[Pointing records for named objects]
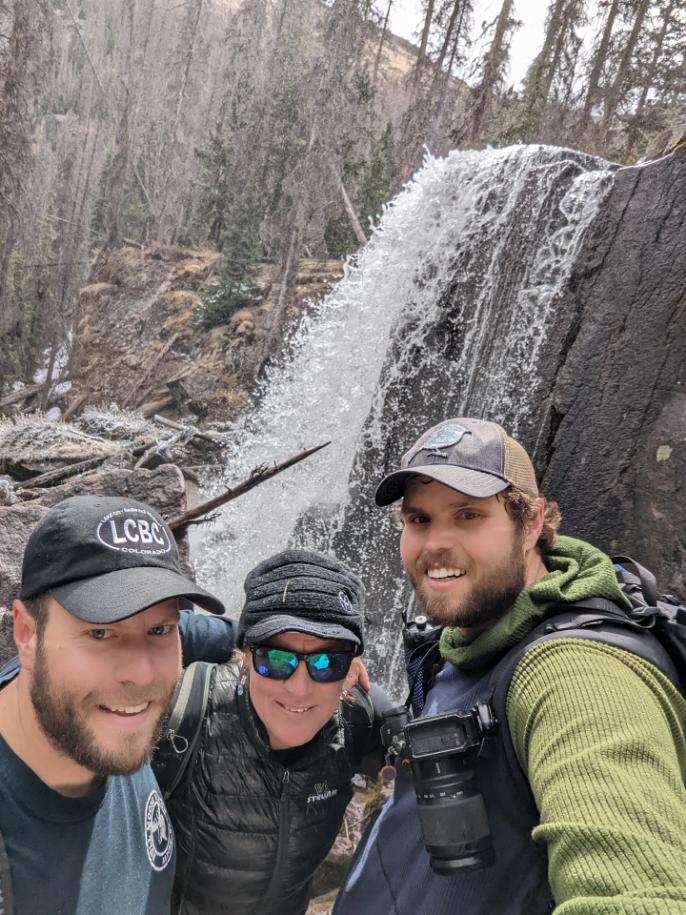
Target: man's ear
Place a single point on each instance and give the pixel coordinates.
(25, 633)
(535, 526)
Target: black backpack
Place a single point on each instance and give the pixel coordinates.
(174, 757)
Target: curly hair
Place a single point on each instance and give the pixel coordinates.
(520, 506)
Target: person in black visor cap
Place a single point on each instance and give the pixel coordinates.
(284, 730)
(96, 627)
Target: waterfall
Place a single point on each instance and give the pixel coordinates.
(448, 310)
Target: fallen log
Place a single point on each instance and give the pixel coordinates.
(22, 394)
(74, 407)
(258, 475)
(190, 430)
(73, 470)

* * *

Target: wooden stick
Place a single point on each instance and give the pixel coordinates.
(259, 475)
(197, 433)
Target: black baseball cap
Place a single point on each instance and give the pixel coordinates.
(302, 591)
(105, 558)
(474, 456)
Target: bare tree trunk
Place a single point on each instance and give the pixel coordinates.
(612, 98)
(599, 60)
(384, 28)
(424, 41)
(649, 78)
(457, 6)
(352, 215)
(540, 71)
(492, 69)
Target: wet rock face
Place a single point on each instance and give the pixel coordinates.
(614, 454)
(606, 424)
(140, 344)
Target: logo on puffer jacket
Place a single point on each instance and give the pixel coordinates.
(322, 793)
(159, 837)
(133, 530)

[EXERCISE DESCRIPTION] Extract every line of the listing above that contains the string "black", matching uppercase and lowercase exactly.

[RESPONSE BELOW]
Target: black backpack
Target: person in black visor cap
Target: black baseball cap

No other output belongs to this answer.